[Work order]
Answer these questions from the passage on immigrants and race below.
(a) According to Portes and Zhou (1993), what does the second generation often experience when immigrant groups cannot build social or economic capital?
(b) Reggaeton is described as a mixture of which three things?
(c) Besides adopting mainstream habits, what did European immigrants in 19th-century America need in order to "become white"?

[Opening Provided text section]

In some instances, newcomers distance themselves from African-Americans in order to avoid what some scholars have called “downward assimilation.”14 In their classic work on “segmented assimilation” Portes and Zhou (1993) describe the process whereby some immigrant groups – particularly members of the second generation – benefit from their parents’ relatively higher “human” and “social” capital and experience to gain a more favorable reception in the US, thus experiencing upward mobility. On the other hand, they argue, where immigrant groups do not have access to resources and cannot build social and/or economic capital, the second generation often experiences “downward assimilation.” In some instances, poverty, inadequate services, and exposure to native-born blacks for second-generation immigrants can “contaminate” their life chances.15

Others have criticized this analysis as patently racist. The emphasis on such stereotypical fears fails to acknowledge, for example, how some second-generation Hispanic youth in New York City have embraced Black culture and have leveraged this choice to achieve upward mobility (Kazinitz et. al. 2002). Similarly, hybrid cultural formations, such as Reggaeton (a mixture of dancehall reggae, hip-hop, and Puerto Rican culture), show a melding of cultural exposures that defies “fixedness.” On the other hand, however, as Steinberg argues,

the extension of race beyond the binary of black and white, the admission of permutations in the middle, has deflected attention away from the unique and unresolved problems of race qua African-Americans. The result is that the nation congratulates itself on its “diversity” and celebrates its “multiculturalism,” while the problems of African-Americans continue to fester from neglect. (2005: 51)16

As many have noted, an ethnic group’s position in the white social order and its prospects for social mobility are not individually determined. That is, how those at the lower end of the white privilege scale perceive themselves, or how they behave, may be less significant to their racial privilege status than broadly held perceptions. For example, European immigrants that came to 19th-century America could not “become white” by simply adopting the mainstream habits. They had to be given opportunities to obtain rights and social privileges that come with being white and seize them, forging pathways to white-only occupational, educational, residential, and other settings that had previously excluded them (Allen 1997). In other words, the relative position of the racial and ethnic group reflects the dominant group’s exclusionary or inclusionary exercise of political, economic, and cultural power (powell 2007), as well as the specific power subordinate groups possess to resist or fight such domination. Structural racism, or a changing but persistent racial hierarchy (Aspen 2004), complicates the process of immigrant political incorporation and has blunted working class alliances (Allen 1997; powell 2007).17 To be sure, there is no single response to structural racism by immigrants. Nevertheless, all immigrants – in every region and in every sector of the economy – are forced to navigate the fault line of race. If immigrants and their advocates can do this by exposing and confronting structural inequality – particularly racism – we all will benefit. But how is this possible?

[Closing Provided text section]
[Opening The data section]

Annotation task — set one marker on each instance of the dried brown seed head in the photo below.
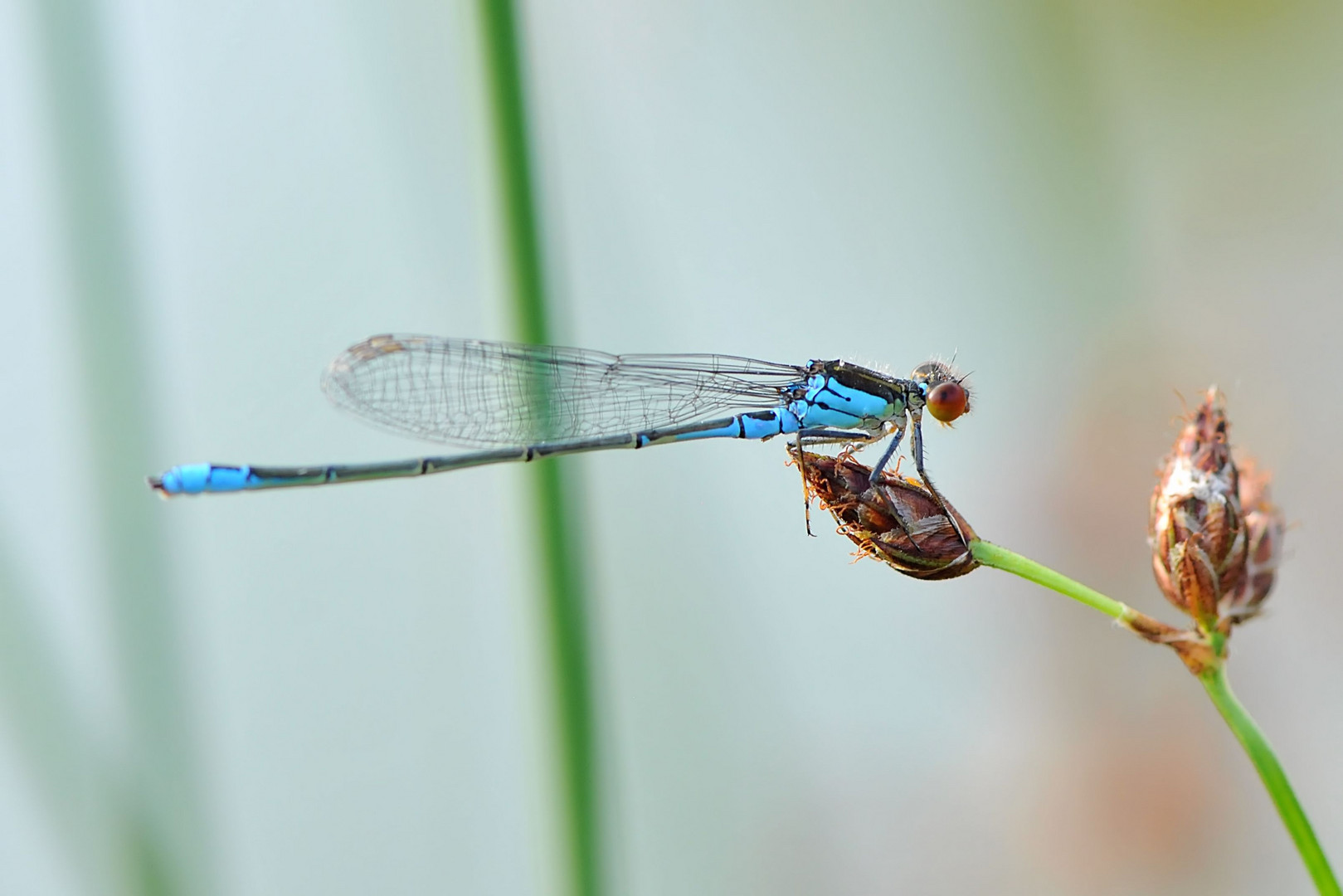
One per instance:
(1264, 529)
(922, 543)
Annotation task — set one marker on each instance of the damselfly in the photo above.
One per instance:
(527, 402)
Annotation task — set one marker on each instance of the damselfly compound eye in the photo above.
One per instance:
(948, 401)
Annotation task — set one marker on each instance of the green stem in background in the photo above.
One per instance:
(1212, 672)
(154, 787)
(1275, 779)
(559, 529)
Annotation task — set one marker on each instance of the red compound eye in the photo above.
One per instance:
(948, 401)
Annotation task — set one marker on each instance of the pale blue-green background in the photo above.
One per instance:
(1093, 204)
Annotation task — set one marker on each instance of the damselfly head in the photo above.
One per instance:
(946, 391)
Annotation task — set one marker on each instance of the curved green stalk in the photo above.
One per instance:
(559, 531)
(991, 555)
(1205, 659)
(1275, 779)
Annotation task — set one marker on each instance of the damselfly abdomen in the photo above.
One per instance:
(527, 402)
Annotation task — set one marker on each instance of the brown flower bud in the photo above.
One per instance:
(1197, 528)
(1264, 528)
(868, 516)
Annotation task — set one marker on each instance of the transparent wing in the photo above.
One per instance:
(474, 392)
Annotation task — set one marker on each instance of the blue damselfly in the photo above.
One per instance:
(527, 402)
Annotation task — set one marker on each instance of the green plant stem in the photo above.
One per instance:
(1000, 558)
(1275, 779)
(1213, 674)
(559, 529)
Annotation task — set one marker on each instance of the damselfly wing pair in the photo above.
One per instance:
(528, 402)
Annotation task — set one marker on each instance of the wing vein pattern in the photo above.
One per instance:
(481, 394)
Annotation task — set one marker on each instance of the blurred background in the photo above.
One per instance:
(1097, 207)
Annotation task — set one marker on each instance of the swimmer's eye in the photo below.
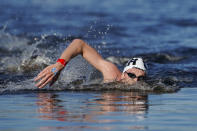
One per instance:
(131, 75)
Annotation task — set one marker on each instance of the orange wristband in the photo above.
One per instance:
(62, 61)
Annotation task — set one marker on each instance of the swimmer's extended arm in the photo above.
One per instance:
(77, 47)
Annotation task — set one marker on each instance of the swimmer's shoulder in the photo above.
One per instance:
(110, 72)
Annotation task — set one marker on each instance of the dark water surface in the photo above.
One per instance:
(33, 33)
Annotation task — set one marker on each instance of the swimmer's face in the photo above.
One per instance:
(133, 75)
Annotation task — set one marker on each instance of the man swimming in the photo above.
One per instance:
(134, 71)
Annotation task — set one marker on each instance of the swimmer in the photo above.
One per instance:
(134, 70)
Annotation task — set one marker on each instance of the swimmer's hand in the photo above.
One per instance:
(49, 75)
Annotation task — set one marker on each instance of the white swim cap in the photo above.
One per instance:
(135, 63)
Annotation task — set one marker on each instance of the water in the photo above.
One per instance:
(33, 34)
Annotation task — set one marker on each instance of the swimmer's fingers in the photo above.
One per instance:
(55, 78)
(46, 82)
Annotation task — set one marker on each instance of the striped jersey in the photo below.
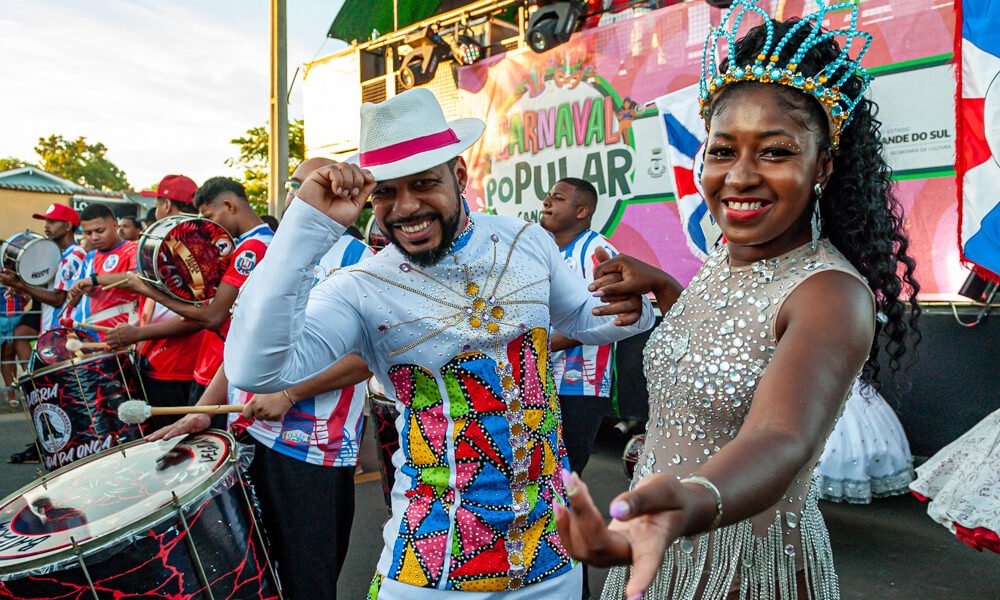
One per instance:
(70, 269)
(584, 370)
(324, 430)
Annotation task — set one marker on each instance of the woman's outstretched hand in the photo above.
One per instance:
(646, 521)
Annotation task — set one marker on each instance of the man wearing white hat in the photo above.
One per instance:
(453, 319)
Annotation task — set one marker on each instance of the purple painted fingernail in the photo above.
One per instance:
(619, 510)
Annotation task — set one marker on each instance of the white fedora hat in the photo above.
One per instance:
(408, 134)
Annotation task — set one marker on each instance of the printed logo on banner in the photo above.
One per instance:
(53, 426)
(566, 122)
(245, 262)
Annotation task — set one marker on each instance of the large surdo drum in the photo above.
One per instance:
(34, 258)
(73, 405)
(146, 520)
(185, 256)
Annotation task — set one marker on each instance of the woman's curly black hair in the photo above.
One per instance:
(860, 213)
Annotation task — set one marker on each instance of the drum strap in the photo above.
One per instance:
(114, 311)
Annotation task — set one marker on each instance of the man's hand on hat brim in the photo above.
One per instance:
(339, 191)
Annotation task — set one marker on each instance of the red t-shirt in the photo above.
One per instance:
(119, 259)
(250, 249)
(170, 359)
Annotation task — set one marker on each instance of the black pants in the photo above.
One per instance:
(307, 511)
(161, 392)
(582, 416)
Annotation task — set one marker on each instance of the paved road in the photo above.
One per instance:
(889, 550)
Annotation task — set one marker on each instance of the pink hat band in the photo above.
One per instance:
(408, 148)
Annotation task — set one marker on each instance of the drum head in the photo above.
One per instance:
(185, 257)
(51, 347)
(105, 497)
(33, 257)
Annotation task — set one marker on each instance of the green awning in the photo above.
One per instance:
(357, 18)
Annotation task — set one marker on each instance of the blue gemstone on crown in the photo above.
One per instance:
(797, 41)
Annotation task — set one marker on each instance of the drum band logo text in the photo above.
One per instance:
(44, 394)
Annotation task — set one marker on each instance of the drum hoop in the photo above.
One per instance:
(59, 558)
(158, 242)
(33, 239)
(70, 363)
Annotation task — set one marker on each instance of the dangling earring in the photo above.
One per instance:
(817, 220)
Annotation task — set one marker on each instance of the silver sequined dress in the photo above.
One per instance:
(703, 364)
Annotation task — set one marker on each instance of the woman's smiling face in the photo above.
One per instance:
(762, 159)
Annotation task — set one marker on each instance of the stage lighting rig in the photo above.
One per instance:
(418, 67)
(553, 24)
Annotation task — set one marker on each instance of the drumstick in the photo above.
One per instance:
(137, 411)
(73, 343)
(101, 328)
(118, 283)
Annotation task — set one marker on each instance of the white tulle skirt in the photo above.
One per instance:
(867, 455)
(962, 482)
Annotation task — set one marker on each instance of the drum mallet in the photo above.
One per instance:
(136, 411)
(73, 344)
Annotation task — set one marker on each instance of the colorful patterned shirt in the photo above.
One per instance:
(322, 430)
(463, 347)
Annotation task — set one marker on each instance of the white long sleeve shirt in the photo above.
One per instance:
(463, 346)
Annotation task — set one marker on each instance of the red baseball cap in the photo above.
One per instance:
(60, 212)
(174, 187)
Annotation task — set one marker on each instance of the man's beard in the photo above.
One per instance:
(429, 257)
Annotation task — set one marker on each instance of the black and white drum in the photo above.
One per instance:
(185, 256)
(145, 520)
(73, 405)
(34, 258)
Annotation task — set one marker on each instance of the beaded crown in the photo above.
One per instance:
(823, 85)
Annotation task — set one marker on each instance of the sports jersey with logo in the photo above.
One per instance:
(114, 306)
(250, 249)
(70, 267)
(169, 359)
(325, 429)
(584, 370)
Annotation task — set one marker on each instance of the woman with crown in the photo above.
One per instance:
(750, 368)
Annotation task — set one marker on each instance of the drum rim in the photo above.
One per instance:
(157, 242)
(34, 239)
(70, 363)
(60, 556)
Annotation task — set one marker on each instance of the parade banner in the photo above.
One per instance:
(978, 116)
(587, 109)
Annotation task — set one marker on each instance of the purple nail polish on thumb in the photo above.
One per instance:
(619, 510)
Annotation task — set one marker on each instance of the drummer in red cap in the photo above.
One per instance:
(168, 344)
(61, 222)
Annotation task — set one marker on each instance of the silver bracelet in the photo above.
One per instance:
(699, 480)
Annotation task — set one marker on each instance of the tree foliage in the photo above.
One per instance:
(10, 163)
(80, 162)
(253, 160)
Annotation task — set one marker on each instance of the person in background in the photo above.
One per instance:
(110, 255)
(583, 374)
(306, 440)
(61, 222)
(167, 344)
(129, 228)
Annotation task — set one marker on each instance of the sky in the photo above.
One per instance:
(163, 84)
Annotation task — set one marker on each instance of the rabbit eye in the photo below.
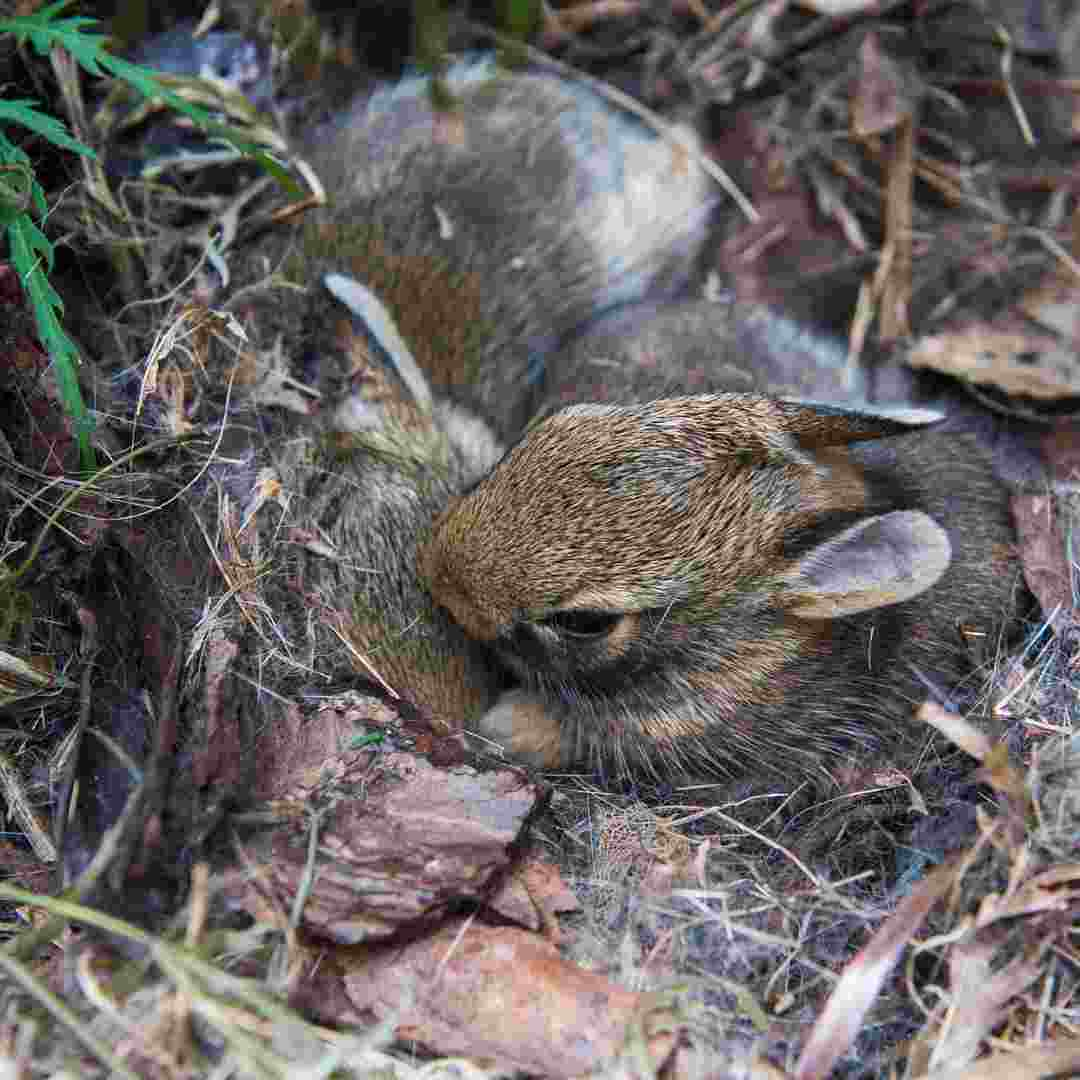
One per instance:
(583, 622)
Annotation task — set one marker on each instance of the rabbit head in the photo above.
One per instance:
(657, 576)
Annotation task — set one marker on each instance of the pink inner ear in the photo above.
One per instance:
(877, 562)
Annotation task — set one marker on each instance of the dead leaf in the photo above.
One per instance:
(1042, 553)
(534, 894)
(507, 995)
(1013, 359)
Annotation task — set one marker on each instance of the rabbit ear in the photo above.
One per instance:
(815, 424)
(880, 561)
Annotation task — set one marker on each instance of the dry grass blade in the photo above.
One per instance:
(861, 982)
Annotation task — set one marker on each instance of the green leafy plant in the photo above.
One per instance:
(23, 200)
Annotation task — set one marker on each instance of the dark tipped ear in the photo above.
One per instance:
(878, 562)
(814, 424)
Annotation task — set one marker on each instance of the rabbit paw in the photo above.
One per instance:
(525, 729)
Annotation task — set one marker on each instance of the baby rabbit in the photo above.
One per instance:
(725, 584)
(714, 585)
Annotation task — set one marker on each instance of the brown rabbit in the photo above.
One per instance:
(725, 584)
(691, 585)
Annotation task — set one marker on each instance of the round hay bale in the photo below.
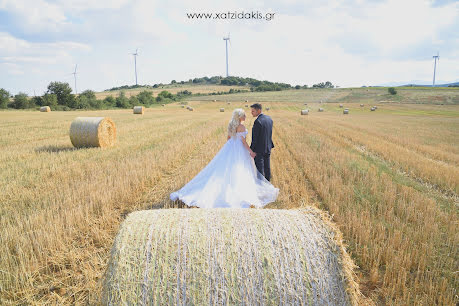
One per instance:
(229, 256)
(92, 132)
(139, 110)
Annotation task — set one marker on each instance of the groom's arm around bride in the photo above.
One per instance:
(262, 140)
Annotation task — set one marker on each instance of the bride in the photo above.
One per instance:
(231, 178)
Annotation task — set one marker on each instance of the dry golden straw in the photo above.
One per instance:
(92, 132)
(229, 257)
(139, 110)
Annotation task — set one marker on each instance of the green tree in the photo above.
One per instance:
(145, 97)
(49, 100)
(63, 91)
(4, 98)
(20, 101)
(110, 101)
(36, 101)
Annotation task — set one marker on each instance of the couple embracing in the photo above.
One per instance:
(238, 176)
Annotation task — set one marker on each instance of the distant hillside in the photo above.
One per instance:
(456, 84)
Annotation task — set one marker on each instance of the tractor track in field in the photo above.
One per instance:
(307, 181)
(434, 190)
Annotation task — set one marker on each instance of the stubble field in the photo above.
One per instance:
(389, 178)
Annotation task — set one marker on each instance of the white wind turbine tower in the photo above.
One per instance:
(226, 39)
(435, 66)
(135, 64)
(74, 75)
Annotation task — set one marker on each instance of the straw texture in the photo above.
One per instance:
(139, 110)
(228, 256)
(92, 132)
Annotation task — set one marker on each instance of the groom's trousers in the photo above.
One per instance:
(262, 162)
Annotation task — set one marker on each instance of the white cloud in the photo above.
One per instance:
(349, 42)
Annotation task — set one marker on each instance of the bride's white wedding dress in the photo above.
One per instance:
(229, 180)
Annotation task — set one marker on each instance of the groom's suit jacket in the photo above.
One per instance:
(262, 132)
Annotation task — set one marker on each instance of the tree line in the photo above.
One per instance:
(59, 97)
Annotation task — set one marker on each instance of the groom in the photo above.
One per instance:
(261, 140)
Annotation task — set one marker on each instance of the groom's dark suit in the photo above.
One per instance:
(262, 144)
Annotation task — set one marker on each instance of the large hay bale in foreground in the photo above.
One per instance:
(92, 132)
(139, 110)
(229, 256)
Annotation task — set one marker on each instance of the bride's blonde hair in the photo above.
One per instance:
(238, 113)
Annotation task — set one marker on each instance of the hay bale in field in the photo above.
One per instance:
(229, 256)
(139, 110)
(92, 132)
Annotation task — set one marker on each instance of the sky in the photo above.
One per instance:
(349, 42)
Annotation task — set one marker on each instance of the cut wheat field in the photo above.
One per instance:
(389, 179)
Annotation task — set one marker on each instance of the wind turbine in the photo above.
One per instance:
(226, 39)
(74, 75)
(135, 64)
(435, 65)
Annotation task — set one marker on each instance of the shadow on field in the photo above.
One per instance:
(55, 149)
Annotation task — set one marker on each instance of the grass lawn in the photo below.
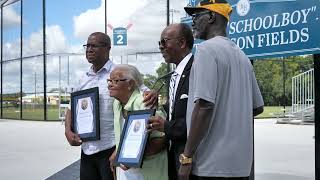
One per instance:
(32, 114)
(37, 113)
(273, 111)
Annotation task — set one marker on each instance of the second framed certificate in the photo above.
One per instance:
(133, 138)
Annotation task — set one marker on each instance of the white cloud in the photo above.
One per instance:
(148, 19)
(10, 17)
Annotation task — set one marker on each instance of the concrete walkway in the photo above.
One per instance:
(34, 150)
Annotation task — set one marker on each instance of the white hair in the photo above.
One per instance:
(132, 73)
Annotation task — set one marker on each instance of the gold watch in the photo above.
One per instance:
(184, 159)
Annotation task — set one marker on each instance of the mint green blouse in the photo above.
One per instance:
(154, 167)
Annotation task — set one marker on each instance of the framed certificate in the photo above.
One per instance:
(134, 137)
(85, 114)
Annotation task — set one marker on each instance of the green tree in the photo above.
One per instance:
(151, 80)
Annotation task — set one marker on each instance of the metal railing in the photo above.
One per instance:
(303, 92)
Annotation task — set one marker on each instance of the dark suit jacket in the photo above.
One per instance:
(176, 129)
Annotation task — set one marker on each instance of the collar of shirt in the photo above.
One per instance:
(108, 66)
(182, 64)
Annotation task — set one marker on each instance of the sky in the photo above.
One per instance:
(68, 24)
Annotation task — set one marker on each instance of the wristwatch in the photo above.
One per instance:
(184, 159)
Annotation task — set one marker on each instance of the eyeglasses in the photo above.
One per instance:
(164, 41)
(87, 46)
(115, 81)
(197, 15)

[Closing The data section]

[The answer]
(a) The second generation often experiences "downward assimilation."
(b) Dancehall reggae, hip-hop, and Puerto Rican culture.
(c) They had to be given opportunities to obtain the rights and social privileges that come with being white, and then seize them. This meant forging pathways into white-only occupational, educational, residential, and other settings that had previously excluded them.